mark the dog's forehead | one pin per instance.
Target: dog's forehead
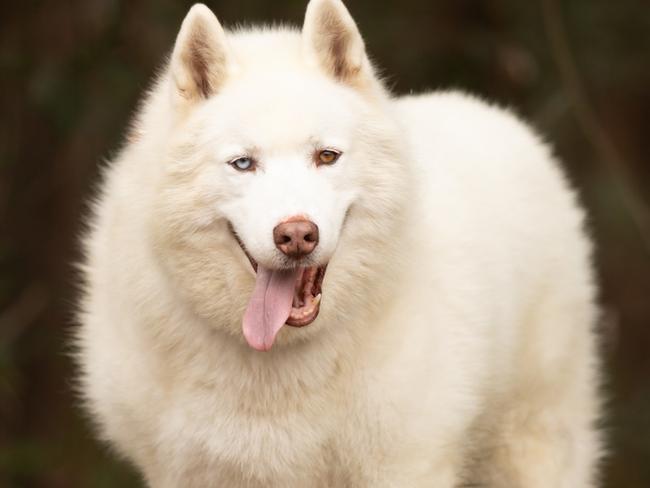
(276, 107)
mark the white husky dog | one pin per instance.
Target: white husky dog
(295, 279)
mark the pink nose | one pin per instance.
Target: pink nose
(296, 238)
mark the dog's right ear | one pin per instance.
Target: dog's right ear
(200, 59)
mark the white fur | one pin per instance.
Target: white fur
(455, 342)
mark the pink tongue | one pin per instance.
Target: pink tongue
(270, 306)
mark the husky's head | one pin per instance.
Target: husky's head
(283, 184)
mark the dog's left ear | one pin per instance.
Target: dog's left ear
(199, 62)
(332, 39)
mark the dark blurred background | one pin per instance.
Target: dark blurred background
(72, 72)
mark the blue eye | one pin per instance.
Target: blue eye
(243, 163)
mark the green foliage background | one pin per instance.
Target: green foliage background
(71, 73)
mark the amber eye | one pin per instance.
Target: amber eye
(243, 163)
(328, 156)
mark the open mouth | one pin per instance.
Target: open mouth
(285, 296)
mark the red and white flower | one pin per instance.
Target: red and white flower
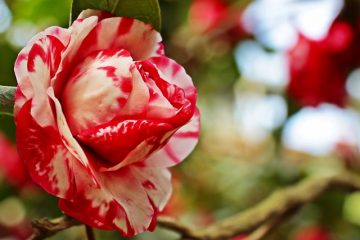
(11, 167)
(101, 113)
(318, 69)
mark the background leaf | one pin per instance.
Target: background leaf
(145, 10)
(7, 96)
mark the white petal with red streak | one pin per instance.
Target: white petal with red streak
(173, 73)
(42, 63)
(180, 145)
(90, 98)
(68, 140)
(139, 96)
(46, 158)
(139, 38)
(150, 190)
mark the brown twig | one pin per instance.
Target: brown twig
(258, 220)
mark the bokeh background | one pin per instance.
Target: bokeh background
(279, 94)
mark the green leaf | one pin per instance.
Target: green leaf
(144, 10)
(7, 98)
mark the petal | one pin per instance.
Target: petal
(97, 89)
(113, 206)
(79, 30)
(115, 140)
(20, 68)
(46, 158)
(139, 97)
(173, 73)
(139, 38)
(68, 140)
(182, 102)
(180, 145)
(42, 64)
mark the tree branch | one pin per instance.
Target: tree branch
(258, 220)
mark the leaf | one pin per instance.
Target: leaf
(7, 98)
(144, 10)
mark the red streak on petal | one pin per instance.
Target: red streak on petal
(171, 154)
(149, 185)
(126, 84)
(187, 134)
(110, 72)
(36, 50)
(125, 26)
(176, 68)
(21, 57)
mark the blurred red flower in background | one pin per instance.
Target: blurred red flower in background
(217, 16)
(11, 167)
(318, 69)
(311, 233)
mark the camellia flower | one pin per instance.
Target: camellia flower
(11, 167)
(101, 113)
(318, 69)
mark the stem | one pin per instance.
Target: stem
(256, 222)
(90, 233)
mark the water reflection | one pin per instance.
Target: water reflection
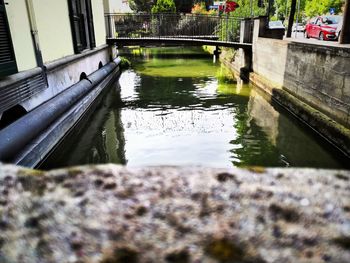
(175, 107)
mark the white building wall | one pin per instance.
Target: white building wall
(20, 32)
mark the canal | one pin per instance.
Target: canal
(176, 107)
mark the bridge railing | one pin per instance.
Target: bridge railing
(191, 26)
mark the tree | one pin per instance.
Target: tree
(141, 5)
(183, 6)
(291, 17)
(164, 6)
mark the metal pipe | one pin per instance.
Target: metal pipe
(16, 136)
(297, 22)
(34, 33)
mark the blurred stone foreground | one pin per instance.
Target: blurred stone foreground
(111, 213)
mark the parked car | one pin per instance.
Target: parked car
(322, 27)
(299, 28)
(339, 27)
(276, 25)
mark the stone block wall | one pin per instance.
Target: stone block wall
(318, 75)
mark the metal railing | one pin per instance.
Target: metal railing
(191, 26)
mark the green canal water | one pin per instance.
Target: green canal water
(176, 107)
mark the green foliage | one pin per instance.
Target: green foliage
(164, 6)
(141, 5)
(244, 9)
(199, 8)
(183, 6)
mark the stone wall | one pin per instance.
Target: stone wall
(117, 214)
(318, 75)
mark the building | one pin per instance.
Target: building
(46, 49)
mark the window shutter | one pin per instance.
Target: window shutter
(7, 56)
(77, 25)
(90, 21)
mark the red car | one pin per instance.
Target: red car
(322, 27)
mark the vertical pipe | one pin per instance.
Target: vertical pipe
(34, 33)
(297, 22)
(291, 18)
(251, 8)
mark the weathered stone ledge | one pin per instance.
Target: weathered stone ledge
(110, 213)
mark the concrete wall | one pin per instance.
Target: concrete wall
(64, 73)
(99, 22)
(318, 75)
(54, 31)
(22, 41)
(270, 59)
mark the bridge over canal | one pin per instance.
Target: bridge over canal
(174, 29)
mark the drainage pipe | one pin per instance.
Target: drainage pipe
(17, 135)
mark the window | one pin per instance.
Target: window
(7, 56)
(82, 25)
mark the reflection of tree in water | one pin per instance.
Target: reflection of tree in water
(99, 137)
(255, 147)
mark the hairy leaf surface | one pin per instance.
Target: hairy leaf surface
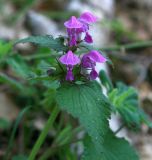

▸ AIM OF THE EXERCISE:
Pull out every line of the records that contains the word "right".

▸ COMPLETE RESPONSE:
mark the dog's right ear | one pin per instance.
Target: dog's right ear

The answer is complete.